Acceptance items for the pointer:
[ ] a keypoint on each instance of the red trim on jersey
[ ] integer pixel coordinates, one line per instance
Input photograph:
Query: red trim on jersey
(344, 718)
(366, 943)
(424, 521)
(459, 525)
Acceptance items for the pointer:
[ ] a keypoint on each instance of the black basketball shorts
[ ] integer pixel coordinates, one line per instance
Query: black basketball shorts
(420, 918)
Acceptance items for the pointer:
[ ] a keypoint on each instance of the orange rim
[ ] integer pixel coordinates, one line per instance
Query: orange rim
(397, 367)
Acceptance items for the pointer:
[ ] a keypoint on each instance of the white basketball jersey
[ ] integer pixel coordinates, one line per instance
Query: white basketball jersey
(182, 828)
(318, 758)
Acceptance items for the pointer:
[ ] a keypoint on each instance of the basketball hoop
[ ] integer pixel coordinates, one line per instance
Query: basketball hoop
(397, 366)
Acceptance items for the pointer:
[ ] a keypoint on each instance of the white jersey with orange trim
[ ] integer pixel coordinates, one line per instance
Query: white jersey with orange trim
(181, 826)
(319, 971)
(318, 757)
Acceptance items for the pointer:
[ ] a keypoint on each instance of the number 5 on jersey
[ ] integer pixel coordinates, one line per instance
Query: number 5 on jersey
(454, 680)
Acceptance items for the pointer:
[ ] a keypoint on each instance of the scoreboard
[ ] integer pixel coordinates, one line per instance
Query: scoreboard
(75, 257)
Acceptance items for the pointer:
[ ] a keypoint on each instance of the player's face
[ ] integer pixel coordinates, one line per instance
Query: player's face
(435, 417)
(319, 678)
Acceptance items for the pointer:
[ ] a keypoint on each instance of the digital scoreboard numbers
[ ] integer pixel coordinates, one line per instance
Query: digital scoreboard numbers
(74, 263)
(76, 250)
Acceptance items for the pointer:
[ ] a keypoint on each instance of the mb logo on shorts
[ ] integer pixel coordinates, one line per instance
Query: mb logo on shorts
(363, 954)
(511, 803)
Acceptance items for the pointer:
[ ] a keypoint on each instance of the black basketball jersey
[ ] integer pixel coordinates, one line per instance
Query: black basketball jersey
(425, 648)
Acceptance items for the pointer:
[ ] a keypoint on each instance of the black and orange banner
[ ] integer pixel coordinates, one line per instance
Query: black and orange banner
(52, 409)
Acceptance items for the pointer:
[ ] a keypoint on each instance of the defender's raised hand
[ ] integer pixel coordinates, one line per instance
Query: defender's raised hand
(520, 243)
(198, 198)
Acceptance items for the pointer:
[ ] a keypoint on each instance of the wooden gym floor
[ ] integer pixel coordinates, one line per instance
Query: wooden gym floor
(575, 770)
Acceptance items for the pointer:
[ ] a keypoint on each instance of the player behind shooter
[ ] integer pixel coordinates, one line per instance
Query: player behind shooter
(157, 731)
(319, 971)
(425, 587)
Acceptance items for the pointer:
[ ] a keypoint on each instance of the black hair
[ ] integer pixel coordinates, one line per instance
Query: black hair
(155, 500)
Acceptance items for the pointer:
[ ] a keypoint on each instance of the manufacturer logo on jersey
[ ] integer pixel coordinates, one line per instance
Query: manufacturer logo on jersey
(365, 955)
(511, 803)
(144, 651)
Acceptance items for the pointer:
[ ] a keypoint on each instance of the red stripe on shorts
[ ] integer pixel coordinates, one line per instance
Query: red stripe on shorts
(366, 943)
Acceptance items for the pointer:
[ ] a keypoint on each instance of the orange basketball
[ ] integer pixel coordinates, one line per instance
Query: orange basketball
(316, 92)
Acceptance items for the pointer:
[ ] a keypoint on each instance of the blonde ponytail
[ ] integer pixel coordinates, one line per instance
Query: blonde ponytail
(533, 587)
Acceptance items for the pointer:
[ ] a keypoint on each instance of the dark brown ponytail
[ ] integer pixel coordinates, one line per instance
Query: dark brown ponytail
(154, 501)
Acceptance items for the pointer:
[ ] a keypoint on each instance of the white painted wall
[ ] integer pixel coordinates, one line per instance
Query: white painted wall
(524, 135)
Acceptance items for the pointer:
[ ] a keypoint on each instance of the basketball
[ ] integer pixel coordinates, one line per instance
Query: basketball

Required work: From the first line to the last, return the records unchanged.

Solved problem:
Acceptance items for the pointer:
[ ] a keypoint on each instance of the red trim on jersey
[ ] integer pixel coordinates, one line per instance
Input photograph:
Query: red trim on jersey
(344, 718)
(366, 943)
(424, 521)
(459, 525)
Acceptance items for the pointer:
[ ] a keypoint on each instance of the black basketball shorts
[ ] integer pixel coordinates, one line per instance
Query: black basketball shorts
(420, 918)
Acceptance items for the pointer:
[ ] a keypoint on each instance of the orange rim
[ ] integer pixel coordinates, one line per instance
Query: orange rim
(397, 367)
Acceptance items for the pointer:
[ ] a keypoint on each instance of the white basketball jersey
[ ] integer pixel coordinates, one line per instance
Query: white basketball jersey
(182, 828)
(318, 758)
Acceptance items for the pointer:
[ ] a keypoint on each instance of the basketball hoop
[ ] integer pixel coordinates, one line per instance
Query: basketball hoop
(397, 366)
Acceptance items for the pointer:
[ ] a keypoint on each instance of the white jersey with orange trim
[ ] integer pixel coordinates, one line per instance
Query: white jersey with orange trim
(181, 826)
(319, 971)
(318, 757)
Acceptance items for the pointer:
[ ] a keypoint on each instance of the number 5 on jersey
[ ] integer pixel coordinates, one line per instance
Query: number 5 on jersey
(454, 680)
Acceptance items for the pointer:
[ ] a keypoint on each instance of the scoreboard
[ ] integer pixel coordinates, one line per instance
Query: scoreboard
(75, 257)
Acceptance items for the pointer:
[ ] a keypoint on each instance of the player's face
[ ] integer pixel coordinates, one line per instance
Query: player's face
(435, 417)
(319, 678)
Acceptance items for the pointer:
[ ] a keypoint on each instance of the digital scoreboard numbers
[ ] integer pixel coordinates, one line per instance
Query: digital scoreboard numbers
(74, 263)
(76, 250)
Acceptance items for the pointer:
[ ] a keypoint on each instance of the mb logo on shorts
[ ] integer pixel coordinates, one line per instance
Query: mb logo on shorts
(363, 954)
(511, 803)
Acceptance items for the pointer:
[ ] a keypoint on each instance of the black basketball jersey
[ ] integer pixel coordinates, one line per instance
Query: black basketball jersey
(425, 648)
Acceptance items for the pointer:
[ ] a keypoint on each instance of the black and orange banner
[ ] integer pixel coordinates, one line per instance
Query: black and orange banner
(52, 409)
Acceptance items for the pointer:
[ ] a keypoint on each instance of the defender's raised hand
[ ] integer pixel coordinates, one line per instance
Query: defender's raised hand
(520, 243)
(198, 198)
Acceptance items for the pointer:
[ ] a keypoint on each instance of the wooden gym floor
[ ] integer pixel coordinates, one line per instance
Query: wooden gym floor
(575, 770)
Acceptance items for the pointer:
[ ] a keypoint on each instance of the player behind shooter
[ ] integer pixel coordinates, one line per instance
Query: player behind shooter
(157, 731)
(319, 971)
(425, 587)
Acceptance items for the pointer:
[ ] a keypoint on each instance of the black hair
[ ] integer pixel coordinates, one line per instance
Query: black hair
(155, 500)
Acceptance items for the pointer:
[ ] a keypoint on each instance of the manufacturer logo on jersey
[ ] integer pixel coordinates, one line per instance
Query: manufacturer logo on jersey
(365, 955)
(511, 803)
(144, 651)
Acceptance items for the pointer:
[ ] a keypoint on each instance of the red stripe on shorts
[ ] integer pixel coordinates, one line per instance
Query: red stripe on shorts
(366, 943)
Acceptance items for the pointer:
[ ] a keypoint on each instance of the orange basketball
[ ] integer pixel coordinates, one line per instance
Query: orange basketball
(316, 92)
Acceptance items for the pointer:
[ ] a keypoint on each instance of the blonde ponytail
[ ] integer pixel coordinates, one line per instance
Query: blonde ponytail
(533, 587)
Acceptance items for the pointer:
[ ] a keypoint on each instance of the dark brown ponytail
[ ] integer pixel coordinates, one line per instance
Query: dark brown ponytail
(154, 501)
Acceptance items for the pointer:
[ ] a keypoint on each instance of the white painted wall
[ ] integer pixel coordinates, one line per instance
Query: white painted wall
(524, 135)
Acceptance items for the pointer:
[ ] a keypoint on each instance of the basketball
[ ] integer pixel coordinates, one line per instance
Query: basketball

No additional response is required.